++++ Record extracts

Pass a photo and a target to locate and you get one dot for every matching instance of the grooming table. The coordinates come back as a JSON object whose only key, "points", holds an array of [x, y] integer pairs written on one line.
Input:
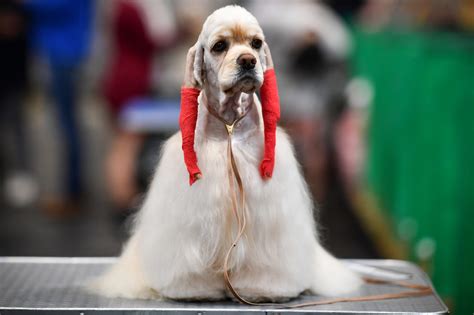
{"points": [[53, 286]]}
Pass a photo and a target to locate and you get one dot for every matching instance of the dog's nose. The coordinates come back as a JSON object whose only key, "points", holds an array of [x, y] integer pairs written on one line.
{"points": [[247, 61]]}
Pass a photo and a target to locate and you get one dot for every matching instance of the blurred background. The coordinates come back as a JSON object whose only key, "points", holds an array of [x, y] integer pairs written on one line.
{"points": [[378, 97]]}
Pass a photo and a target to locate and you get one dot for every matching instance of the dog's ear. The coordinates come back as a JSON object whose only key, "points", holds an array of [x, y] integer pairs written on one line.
{"points": [[263, 59], [199, 71]]}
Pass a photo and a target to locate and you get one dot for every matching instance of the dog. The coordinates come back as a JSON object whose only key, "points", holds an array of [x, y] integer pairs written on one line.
{"points": [[181, 234]]}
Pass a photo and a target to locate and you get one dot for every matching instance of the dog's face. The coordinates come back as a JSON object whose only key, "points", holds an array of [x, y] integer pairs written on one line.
{"points": [[229, 55]]}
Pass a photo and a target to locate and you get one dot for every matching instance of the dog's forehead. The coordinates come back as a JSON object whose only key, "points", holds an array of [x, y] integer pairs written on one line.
{"points": [[230, 21]]}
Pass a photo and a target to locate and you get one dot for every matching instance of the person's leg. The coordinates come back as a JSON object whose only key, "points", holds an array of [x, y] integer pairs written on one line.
{"points": [[64, 96]]}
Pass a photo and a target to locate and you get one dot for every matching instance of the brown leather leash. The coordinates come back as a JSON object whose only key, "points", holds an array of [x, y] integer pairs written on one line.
{"points": [[415, 290]]}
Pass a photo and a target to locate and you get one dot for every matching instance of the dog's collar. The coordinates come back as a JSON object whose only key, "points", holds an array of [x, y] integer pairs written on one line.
{"points": [[229, 127]]}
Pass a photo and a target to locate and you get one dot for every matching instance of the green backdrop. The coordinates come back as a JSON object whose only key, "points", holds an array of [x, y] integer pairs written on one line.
{"points": [[421, 149]]}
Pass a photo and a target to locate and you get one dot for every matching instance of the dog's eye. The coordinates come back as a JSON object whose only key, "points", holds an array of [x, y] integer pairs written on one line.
{"points": [[219, 46], [256, 43]]}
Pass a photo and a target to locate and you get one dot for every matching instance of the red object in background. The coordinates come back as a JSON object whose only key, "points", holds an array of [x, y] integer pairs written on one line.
{"points": [[130, 71]]}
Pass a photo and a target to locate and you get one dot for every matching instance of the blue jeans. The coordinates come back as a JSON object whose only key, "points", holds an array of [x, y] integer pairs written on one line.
{"points": [[63, 88]]}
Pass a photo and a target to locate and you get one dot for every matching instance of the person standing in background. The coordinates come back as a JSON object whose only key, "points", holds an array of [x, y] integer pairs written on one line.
{"points": [[140, 29], [18, 186], [61, 33]]}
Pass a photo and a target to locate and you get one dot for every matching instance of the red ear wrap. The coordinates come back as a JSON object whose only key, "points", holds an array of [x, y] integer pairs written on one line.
{"points": [[187, 123], [271, 115]]}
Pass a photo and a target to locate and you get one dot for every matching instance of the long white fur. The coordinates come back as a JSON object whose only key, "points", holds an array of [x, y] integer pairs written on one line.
{"points": [[182, 232]]}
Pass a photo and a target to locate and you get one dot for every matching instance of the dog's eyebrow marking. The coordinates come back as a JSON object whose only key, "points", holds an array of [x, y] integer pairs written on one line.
{"points": [[239, 34]]}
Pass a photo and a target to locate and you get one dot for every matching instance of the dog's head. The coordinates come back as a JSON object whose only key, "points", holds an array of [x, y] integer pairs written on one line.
{"points": [[229, 52]]}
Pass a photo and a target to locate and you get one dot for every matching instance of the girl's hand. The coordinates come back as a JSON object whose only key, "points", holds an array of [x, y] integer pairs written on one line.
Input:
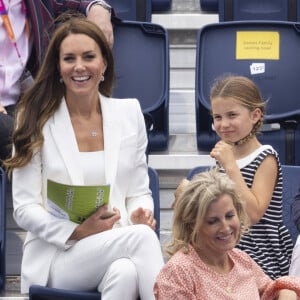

++++++++

Extract every line of the listing above and reproduce each one without any change. Omit the pictures from your answer.

Pass a photo and a target to locate and you get one dot for every matching instance of the grooming table. The coordinates come back as a JSON object whose only key, "points", holds an array of [x, y] integer pairs written on one line.
Input:
{"points": [[53, 286]]}
Pass a photo and a target to locate and you get one dot for every matching instance of the dog's nose. The coordinates come back as a JSON object whose only key, "points", holds an array of [x, y] integer pairs written on one line.
{"points": [[247, 61]]}
Pass a photo and a target to locate and you get one dot for every matching instance of the blurred background. The coordinates come back as a JSON object whose only key, "points", holds an array of [x, y] integer pairs written on one line.
{"points": [[378, 97]]}
Pass a photo and a target to locate and you get one dot for every matching instance of the dog's ear. The coordinates come back as a JSON object whose only key, "points", holds an array of [x, y] integer pairs written on one line.
{"points": [[263, 59], [199, 71]]}
Pass a photo and a target to locate and you get one dot for every matching instance of the dog. The coordinates come back as a JSON object whose only key, "points", holds an array of [x, y] integer pairs written on one line.
{"points": [[181, 234]]}
Pass a photo and a target to locate and you get one dot for every matching instance of the dog's face. The coordinates come back as a JSON object whose only key, "points", holds an array of [x, y] integer pairs written on one line.
{"points": [[229, 55]]}
Pass a photo and a target to locate and you get one dot for every matching instance of the dog's forehead. The coordinates come back as a JSON object whose only key, "points", holds an array of [x, y] integer pairs written on one line.
{"points": [[230, 21]]}
Pass a photo and a target to locate and you get one dot for every matching instance of the person's leg. The coordinates come back as a JSON object whose only key, "points", holds an array of [x, y] integer pairs written on one line.
{"points": [[64, 96]]}
Pass a photo and a target to locate and you get one dot for every matching instance of the brown leather leash. The coordinates come back as a JSON object whose only key, "points", holds an array of [x, y] integer pairs written on one line.
{"points": [[415, 290]]}
Pass a photo and a target to locate and you get one dot for every matching instance of the dog's collar. The coordinates come back as a JSON object whose only key, "points", holds an array of [x, y] integer pairs written on one line.
{"points": [[229, 127]]}
Pass a photo and a target to locate and you get one dot for every matching instance of the green backdrop. The coordinates come back as a JSON object whose only key, "points", holds an array of [x, y] integer pairs written on one line.
{"points": [[421, 149]]}
Pass a photo and a target to locate and you get one dot for every matching instance of the dog's eye. The coordinates come back as a JSON object whose only key, "points", holds an array of [x, y] integer pairs written on one line.
{"points": [[219, 46], [256, 43]]}
Pass a photo and a target to locate and you get one dot for every matching instance of the red object in background. The coordinates come back as a JSON object whose only key, "points", holds an array of [x, y] integer pairs written on one line.
{"points": [[130, 71]]}
Pass a photo and a target to locate and you get one dot for every matching instance of the blue jeans. The coordinates come back as a JSON object whose only key, "points", holds an array of [x, y] integer pairs written on one line.
{"points": [[63, 88]]}
Pass a photo and a target to locate and you get one dot for every matching instance of the person standing in background. The coordinates come back as a JSON object whose only key, "points", holds an array of [x, y] integer pairs written on one line.
{"points": [[140, 29], [18, 186], [61, 33]]}
Pass a photo and a target to locate and you get one dot for every matching instance of the red ear wrap. The coordinates come back as a JSON object whose only key, "points", holds an array of [x, y] integer pairs written on one line.
{"points": [[187, 123], [271, 115]]}
Pass a photo and a target to locate and you get one dot for every matching instance of the long white fur. The coordinates come back as a JSON object whose only key, "points", holds an array of [x, y] integer pairs written on one line.
{"points": [[182, 232]]}
Pass a photo and a target to locate and you get one dot for every matching instance of the dog's eyebrow marking. The coordinates come back as a JSON object whose only key, "points", holds an array of [x, y] integer pairs written on one line.
{"points": [[239, 34]]}
Pass a photo and a target to locate and you get one dot for every matching instance of the dog's head. The coordinates come back as a JSON object whose only key, "points", holds an array of [x, y] integer pairs written on one line.
{"points": [[229, 52]]}
Pass a photo and a target to locate and you get one dot for every matching instance of the girl's hand. The coordinates come back as a JSON object whose only key, "points", holds an array of [x, y] integer pairs written on one line.
Input:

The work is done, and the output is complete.